PASSAGE TO READ |
Thursday, July 24, 2008

Money & Business

USN Current Issue

Overwhelmed By Tech

Gadgets were supposed to make life simple. But some just make people crazy

By James Lardner, David LaGesse and Janet Rae-Dupree
Posted 1/7/01

He was America's master gadgeteer. Al Gross inspired Dick Tracy's famous two-way wrist radio, he invented the walkie-talkie (because he "wanted to walk around and talk to other hams"), and he held patents on plenty of other wireless wonders. To many, Gross was better known as Phineas Thaddeus Veeblefetzer, the preposterous handle he invented for himself. However he's remembered, by the time Gross passed away last month, the sense of simple fun he had infused in nearly all his gizmos was entirely lacking from the endless numbers of personal organizers, portable phones, and multiple-function whatsits no self-respecting millennialist can afford to be without.

But wait! Call it Veeblefetzer's revenge, but this year's bumper crop of just-in-time-for-Christmas gizmos is gathering dust on store shelves. Sure, people continue to plunk down money for the things, but not as eagerly as they were six months or a year ago. So with the technology industry enduring its first bear market since gadgets became the hot new thing, many companies are scrambling to find out why consumers aren't falling in love with the latest stuff. The answer? Most folks are still trying to figure out how to work the devices they already have. Americans have poured billions into electronic equipment. That orgy of spending has brought--along with the prospect of semi-godlike powers--paroxysms of befuddlement, self-doubt, and anger. The complexities of the personal computer are a well-documented topic of complaint. (Dissertations have been written.) But now a host of smaller devices--pagers, cellphones, digital cameras, and fancy remote controls--are coming into their own as fiendish new instruments of mental torture.

REQUIRED TASK 1 | Update the gadget article from "Overwhelmed By Tech" to "to be without." and write that part again with "handheld radio" in place of "walkie-talkie".

RECORD SET |

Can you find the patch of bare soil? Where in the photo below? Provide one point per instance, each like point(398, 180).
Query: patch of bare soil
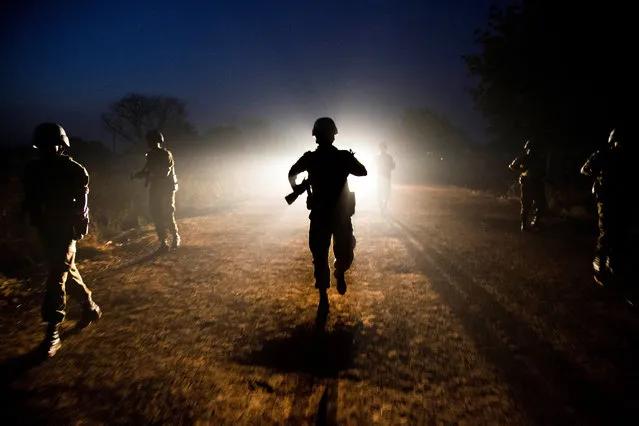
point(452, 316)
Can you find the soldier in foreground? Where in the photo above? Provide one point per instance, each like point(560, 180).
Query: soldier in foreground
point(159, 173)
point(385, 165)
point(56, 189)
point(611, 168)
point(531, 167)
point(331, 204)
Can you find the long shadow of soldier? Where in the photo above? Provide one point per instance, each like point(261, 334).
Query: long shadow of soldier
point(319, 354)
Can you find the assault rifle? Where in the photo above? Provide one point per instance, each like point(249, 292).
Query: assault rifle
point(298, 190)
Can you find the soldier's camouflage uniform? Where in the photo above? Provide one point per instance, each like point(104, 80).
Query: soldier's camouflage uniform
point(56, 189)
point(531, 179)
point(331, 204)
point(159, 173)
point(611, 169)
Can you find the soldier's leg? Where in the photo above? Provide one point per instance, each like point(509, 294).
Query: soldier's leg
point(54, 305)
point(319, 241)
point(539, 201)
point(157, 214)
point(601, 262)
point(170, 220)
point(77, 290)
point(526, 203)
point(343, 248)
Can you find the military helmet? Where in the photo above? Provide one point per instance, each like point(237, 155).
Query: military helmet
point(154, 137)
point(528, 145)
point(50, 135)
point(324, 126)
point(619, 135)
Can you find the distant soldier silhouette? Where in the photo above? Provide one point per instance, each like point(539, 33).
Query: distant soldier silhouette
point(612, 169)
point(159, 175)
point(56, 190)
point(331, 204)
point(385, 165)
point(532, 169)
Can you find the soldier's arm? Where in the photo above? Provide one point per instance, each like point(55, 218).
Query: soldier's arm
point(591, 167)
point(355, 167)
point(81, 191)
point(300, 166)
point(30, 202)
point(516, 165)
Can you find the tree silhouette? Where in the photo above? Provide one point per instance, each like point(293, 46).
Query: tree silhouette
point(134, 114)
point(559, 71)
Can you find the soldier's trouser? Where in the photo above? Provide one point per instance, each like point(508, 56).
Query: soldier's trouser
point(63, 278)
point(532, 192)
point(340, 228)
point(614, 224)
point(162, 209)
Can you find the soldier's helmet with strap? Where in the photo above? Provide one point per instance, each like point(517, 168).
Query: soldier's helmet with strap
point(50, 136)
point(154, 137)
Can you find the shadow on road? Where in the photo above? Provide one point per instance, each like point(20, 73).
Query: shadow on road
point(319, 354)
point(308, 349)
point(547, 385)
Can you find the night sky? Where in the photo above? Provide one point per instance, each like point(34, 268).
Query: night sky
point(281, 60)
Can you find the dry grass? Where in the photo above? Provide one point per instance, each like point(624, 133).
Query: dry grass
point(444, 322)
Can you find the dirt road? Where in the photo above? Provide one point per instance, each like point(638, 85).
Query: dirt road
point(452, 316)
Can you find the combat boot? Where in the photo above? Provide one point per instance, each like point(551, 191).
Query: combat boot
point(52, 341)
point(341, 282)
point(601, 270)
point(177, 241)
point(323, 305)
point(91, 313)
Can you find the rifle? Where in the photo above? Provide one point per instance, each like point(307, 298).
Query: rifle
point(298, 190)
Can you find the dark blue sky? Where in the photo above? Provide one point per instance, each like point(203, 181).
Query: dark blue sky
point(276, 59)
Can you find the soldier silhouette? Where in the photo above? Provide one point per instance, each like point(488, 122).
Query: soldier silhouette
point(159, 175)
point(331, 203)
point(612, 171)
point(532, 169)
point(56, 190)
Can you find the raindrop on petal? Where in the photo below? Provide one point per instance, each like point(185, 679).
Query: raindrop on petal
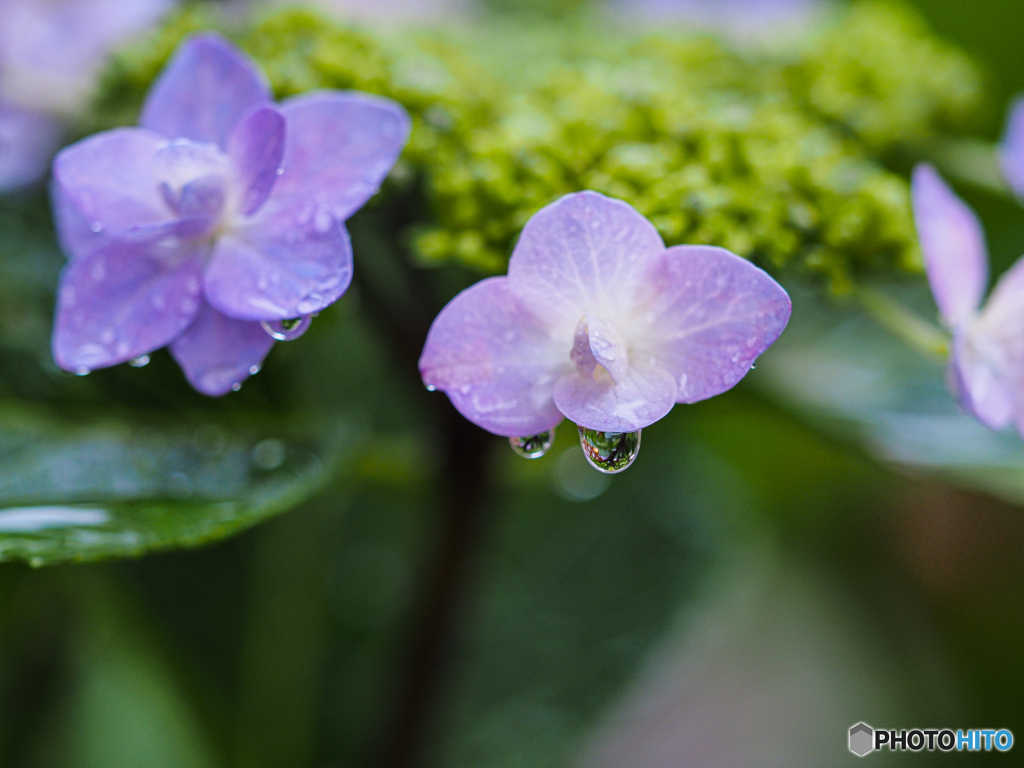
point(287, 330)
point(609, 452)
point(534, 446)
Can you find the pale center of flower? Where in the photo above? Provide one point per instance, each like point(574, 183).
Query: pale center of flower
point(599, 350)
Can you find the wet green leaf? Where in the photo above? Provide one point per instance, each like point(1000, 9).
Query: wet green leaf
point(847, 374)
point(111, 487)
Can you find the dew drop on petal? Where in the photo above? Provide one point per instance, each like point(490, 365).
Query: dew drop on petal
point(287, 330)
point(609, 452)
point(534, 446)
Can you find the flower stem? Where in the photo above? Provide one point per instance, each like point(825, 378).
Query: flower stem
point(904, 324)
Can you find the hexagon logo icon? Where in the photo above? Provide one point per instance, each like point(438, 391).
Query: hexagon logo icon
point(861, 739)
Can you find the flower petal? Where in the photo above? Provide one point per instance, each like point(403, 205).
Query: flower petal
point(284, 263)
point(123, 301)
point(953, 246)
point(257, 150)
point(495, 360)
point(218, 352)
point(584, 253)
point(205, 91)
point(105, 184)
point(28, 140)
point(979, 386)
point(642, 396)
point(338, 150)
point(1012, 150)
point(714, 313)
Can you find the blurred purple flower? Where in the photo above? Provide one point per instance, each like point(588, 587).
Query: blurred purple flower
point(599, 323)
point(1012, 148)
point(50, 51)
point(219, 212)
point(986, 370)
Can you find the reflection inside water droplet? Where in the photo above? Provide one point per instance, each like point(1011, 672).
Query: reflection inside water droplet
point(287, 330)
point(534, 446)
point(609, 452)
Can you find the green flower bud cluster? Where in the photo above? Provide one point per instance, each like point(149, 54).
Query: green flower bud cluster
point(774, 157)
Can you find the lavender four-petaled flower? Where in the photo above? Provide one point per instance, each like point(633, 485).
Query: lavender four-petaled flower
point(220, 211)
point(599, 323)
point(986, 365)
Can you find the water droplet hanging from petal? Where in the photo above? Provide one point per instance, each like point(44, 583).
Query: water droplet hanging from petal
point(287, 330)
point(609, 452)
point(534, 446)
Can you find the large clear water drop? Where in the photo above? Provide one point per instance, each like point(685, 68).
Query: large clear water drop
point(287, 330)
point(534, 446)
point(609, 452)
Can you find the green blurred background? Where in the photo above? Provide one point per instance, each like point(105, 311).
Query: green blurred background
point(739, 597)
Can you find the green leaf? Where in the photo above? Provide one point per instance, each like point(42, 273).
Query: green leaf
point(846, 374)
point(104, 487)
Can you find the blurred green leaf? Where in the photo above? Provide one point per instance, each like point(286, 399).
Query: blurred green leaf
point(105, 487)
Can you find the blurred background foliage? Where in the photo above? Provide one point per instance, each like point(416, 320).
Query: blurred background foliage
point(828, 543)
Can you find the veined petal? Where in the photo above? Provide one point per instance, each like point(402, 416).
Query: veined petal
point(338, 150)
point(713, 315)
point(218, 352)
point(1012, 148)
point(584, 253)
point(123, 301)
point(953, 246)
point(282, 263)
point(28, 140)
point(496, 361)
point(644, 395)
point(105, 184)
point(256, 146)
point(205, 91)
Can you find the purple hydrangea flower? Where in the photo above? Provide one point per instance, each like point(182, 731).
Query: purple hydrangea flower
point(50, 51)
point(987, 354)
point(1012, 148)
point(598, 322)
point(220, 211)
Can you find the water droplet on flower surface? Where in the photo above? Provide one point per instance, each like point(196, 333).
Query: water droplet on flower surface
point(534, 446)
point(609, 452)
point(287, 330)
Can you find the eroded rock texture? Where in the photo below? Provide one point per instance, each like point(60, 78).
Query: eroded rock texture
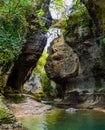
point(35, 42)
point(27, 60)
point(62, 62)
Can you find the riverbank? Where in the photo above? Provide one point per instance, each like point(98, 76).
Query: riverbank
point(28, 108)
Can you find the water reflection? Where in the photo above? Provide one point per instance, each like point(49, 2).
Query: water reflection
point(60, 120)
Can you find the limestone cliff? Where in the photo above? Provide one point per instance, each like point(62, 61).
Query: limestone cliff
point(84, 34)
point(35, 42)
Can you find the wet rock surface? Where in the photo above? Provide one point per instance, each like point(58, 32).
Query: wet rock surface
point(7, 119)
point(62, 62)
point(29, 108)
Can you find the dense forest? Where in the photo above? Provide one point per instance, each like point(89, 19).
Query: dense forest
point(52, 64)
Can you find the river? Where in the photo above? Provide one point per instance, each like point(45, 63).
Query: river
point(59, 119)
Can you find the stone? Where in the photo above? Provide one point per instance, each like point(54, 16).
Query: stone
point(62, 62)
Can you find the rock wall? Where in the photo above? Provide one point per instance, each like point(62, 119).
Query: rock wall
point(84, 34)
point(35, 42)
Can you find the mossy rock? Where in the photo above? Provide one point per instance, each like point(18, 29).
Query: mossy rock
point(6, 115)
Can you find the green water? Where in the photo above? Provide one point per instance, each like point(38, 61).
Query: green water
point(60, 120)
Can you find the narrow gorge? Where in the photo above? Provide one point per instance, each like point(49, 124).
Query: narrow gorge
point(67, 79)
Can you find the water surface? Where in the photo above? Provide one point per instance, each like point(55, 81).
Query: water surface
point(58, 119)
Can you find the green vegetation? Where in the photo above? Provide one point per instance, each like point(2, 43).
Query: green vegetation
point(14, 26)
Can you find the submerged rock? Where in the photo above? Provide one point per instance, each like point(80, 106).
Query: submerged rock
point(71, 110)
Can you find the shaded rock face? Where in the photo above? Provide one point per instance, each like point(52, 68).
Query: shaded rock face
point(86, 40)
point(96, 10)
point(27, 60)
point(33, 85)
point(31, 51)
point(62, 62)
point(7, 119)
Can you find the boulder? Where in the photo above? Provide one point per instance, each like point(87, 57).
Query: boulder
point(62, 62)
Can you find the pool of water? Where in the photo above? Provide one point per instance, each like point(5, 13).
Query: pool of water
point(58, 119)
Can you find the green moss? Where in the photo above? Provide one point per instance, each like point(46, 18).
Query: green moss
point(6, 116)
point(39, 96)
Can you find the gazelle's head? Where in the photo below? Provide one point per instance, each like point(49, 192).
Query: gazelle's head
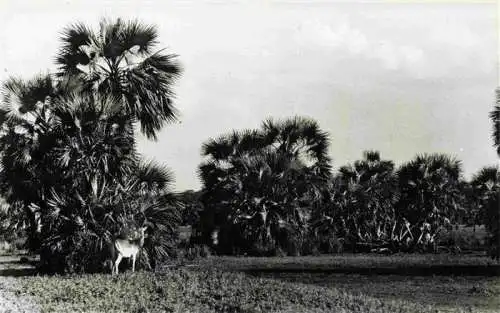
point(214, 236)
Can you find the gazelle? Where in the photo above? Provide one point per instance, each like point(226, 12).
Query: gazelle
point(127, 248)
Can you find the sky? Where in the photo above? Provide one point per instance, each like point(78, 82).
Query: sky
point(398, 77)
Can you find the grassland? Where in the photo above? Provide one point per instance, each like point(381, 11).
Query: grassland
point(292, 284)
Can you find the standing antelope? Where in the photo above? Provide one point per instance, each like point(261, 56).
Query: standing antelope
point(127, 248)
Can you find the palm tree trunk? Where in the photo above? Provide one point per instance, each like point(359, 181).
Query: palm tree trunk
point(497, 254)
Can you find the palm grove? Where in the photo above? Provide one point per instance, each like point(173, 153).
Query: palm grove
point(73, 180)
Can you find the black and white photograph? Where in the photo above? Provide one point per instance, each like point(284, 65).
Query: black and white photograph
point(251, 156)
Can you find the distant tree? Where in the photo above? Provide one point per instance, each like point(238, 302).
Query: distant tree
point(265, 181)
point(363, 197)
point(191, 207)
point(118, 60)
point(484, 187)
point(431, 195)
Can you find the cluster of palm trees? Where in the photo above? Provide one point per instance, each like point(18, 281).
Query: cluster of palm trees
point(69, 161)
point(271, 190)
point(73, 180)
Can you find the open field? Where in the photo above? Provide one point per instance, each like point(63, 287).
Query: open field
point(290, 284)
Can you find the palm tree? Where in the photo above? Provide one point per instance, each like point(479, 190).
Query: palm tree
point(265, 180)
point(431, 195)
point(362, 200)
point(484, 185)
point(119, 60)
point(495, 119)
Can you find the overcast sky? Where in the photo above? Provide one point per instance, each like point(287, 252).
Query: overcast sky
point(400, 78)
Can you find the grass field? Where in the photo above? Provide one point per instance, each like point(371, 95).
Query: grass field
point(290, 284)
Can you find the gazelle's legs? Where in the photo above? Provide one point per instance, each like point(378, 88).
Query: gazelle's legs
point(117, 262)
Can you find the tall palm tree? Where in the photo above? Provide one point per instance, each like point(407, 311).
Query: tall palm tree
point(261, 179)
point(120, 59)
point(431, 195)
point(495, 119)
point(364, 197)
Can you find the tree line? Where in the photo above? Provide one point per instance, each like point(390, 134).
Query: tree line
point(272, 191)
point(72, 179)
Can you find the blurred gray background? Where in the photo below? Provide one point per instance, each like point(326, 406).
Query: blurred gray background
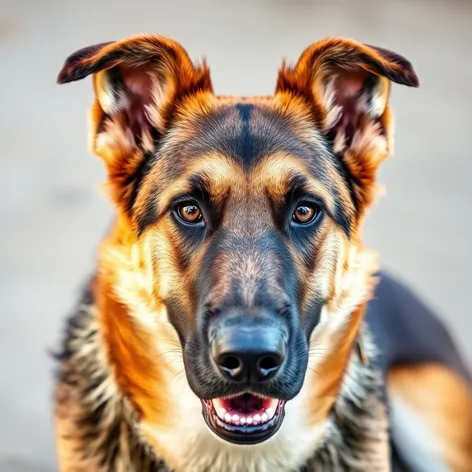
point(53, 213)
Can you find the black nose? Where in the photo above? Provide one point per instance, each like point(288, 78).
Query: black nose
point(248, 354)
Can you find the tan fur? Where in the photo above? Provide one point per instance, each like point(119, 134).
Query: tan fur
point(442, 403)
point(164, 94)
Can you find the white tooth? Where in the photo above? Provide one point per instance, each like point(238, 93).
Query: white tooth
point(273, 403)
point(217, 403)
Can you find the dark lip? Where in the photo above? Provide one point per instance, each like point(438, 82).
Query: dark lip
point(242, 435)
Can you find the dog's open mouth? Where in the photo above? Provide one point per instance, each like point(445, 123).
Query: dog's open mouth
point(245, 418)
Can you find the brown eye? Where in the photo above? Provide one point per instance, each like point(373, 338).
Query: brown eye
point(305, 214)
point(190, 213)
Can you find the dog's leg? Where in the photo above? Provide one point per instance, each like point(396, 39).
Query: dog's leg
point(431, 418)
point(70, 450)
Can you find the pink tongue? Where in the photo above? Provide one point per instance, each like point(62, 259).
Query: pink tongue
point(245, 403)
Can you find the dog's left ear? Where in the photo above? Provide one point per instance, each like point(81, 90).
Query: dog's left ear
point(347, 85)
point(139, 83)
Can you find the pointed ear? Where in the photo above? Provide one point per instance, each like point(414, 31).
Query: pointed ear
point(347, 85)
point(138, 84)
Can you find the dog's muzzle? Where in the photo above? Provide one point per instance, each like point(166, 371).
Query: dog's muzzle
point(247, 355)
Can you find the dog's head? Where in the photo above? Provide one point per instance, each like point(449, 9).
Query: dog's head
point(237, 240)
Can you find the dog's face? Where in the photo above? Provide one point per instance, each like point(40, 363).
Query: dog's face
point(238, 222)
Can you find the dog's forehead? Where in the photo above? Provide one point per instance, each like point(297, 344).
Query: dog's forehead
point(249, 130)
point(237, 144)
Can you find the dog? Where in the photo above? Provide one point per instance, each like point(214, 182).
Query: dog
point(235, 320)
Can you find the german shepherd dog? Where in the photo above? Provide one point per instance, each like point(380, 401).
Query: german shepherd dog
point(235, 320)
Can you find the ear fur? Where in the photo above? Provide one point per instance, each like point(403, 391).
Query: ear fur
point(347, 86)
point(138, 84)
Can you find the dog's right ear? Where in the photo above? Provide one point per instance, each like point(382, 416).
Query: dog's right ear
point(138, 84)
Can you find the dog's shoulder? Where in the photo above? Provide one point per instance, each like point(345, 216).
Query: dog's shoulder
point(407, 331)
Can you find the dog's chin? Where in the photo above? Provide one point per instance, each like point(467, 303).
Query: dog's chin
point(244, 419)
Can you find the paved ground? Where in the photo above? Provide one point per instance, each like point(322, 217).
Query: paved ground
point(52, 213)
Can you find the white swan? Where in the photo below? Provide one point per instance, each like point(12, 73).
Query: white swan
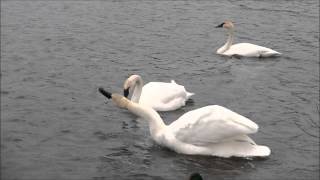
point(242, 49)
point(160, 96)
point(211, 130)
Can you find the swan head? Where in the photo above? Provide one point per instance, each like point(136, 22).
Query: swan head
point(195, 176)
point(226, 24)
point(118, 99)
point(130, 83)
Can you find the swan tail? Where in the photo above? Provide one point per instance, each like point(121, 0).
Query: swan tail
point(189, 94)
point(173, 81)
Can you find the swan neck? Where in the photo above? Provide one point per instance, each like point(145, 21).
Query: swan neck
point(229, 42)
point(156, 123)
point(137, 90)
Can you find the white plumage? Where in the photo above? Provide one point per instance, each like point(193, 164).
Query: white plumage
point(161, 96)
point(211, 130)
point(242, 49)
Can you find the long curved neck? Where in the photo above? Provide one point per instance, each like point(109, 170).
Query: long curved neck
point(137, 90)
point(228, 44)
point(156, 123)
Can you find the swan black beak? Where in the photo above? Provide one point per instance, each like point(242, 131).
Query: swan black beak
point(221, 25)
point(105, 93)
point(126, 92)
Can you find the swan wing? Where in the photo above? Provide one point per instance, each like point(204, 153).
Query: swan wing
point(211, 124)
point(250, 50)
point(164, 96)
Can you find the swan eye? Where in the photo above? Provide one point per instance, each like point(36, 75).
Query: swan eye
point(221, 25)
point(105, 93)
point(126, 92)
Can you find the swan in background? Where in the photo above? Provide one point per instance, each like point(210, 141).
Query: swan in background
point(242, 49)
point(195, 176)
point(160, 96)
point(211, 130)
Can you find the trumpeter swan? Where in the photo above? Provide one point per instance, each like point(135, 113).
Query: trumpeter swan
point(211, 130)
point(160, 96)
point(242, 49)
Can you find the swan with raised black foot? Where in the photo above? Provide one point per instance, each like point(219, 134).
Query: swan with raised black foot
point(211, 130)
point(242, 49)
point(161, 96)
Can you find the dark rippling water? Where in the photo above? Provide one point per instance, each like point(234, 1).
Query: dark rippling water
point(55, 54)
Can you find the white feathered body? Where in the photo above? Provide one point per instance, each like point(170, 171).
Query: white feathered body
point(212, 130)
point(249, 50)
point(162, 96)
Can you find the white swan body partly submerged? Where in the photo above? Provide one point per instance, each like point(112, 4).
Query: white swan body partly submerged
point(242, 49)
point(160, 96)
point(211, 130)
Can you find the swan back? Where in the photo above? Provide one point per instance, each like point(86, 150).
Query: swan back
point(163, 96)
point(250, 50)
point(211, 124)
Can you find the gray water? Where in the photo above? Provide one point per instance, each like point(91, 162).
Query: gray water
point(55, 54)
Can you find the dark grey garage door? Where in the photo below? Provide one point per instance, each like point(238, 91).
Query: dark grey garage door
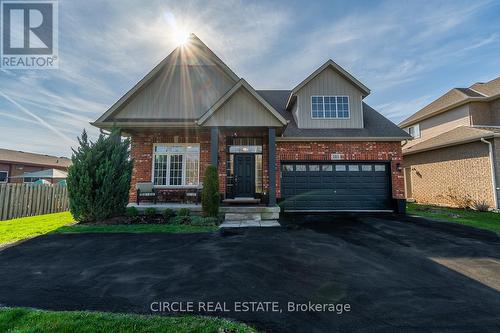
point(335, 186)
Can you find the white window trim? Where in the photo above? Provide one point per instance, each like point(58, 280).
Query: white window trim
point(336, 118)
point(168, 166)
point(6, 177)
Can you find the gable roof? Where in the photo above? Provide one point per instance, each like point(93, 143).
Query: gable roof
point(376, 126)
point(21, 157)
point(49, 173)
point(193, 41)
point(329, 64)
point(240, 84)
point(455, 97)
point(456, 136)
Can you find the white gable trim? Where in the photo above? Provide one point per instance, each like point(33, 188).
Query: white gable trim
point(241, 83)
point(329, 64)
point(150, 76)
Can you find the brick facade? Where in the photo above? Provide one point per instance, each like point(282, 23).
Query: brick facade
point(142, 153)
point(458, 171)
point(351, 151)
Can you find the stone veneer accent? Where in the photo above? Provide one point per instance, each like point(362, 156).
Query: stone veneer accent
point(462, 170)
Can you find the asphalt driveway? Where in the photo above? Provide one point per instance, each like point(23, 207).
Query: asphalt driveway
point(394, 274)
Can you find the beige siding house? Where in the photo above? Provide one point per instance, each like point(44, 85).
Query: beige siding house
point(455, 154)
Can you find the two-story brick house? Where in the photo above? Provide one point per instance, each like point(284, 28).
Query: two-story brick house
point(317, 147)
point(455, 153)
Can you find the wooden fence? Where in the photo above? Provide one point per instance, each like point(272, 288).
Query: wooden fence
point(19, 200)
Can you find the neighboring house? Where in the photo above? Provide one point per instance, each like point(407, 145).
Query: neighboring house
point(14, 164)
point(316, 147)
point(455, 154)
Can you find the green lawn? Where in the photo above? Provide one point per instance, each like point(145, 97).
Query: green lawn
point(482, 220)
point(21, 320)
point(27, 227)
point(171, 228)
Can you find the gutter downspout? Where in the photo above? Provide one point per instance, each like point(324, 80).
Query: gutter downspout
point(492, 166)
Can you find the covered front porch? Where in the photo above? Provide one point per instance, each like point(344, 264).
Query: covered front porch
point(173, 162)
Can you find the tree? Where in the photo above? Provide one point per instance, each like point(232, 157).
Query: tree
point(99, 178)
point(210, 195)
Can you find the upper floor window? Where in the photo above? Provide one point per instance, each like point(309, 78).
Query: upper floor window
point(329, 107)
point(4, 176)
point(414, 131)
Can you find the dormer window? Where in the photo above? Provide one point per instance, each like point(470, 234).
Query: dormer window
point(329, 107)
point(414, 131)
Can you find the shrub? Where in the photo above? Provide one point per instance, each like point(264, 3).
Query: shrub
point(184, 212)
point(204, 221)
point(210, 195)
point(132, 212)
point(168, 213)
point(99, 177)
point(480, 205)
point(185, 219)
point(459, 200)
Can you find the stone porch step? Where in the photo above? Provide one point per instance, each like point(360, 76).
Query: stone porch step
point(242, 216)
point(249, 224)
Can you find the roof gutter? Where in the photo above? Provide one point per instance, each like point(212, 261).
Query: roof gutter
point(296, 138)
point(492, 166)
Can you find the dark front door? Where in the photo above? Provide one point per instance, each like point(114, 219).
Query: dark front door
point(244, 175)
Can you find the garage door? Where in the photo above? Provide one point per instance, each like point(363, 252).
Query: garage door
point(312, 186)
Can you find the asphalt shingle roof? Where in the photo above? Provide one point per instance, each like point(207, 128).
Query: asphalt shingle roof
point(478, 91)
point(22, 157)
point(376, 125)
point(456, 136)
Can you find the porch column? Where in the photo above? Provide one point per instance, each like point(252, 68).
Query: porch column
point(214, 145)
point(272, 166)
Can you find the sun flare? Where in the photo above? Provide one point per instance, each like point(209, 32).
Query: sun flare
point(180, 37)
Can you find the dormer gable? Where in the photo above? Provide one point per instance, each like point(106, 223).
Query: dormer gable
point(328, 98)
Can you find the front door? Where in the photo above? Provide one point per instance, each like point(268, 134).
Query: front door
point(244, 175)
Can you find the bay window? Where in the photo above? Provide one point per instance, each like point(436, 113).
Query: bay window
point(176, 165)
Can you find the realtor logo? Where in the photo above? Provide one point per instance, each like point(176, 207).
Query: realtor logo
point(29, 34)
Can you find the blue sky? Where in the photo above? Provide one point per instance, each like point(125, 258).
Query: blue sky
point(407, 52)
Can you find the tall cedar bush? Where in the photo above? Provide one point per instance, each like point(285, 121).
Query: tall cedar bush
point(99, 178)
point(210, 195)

REQUIRED TASK 2 | In the listing, copy out the lines from the line with "Can you find the standing" to the line with "point(497, 254)", both included, keeping every character unchanged.

FULL ANSWER 1 |
Overwhelmed By Tech

Gadgets were supposed to make life simple. But some just make people crazy

By James Lardner, David LaGesse and Janet Rae-Dupree
Posted 1/7/01

He was America's master gadgeteer. Al Gross inspired Dick Tracy's famous two-way wrist radio, he invented the handheld radio (because he "wanted to walk around and talk to other hams"), and he held patents on plenty of other wireless wonders. To many, Gross was better known as Phineas Thaddeus Veeblefetzer, the preposterous handle he invented for himself. However he's remembered, by the time Gross passed away last month, the sense of simple fun he had infused in nearly all his gizmos was entirely lacking from the endless numbers of personal organizers, portable phones, and multiple-function whatsits no self-respecting millennialist can afford to be without.

FULL ANSWER 2 |
Can you find the standing antelope? Where in the photo above? Provide one point per instance, each like point(261, 56).
Query: standing antelope
point(127, 248)
Can you find the palm tree trunk? Where in the photo above? Provide one point per instance, each like point(359, 181).
Query: palm tree trunk
point(497, 254)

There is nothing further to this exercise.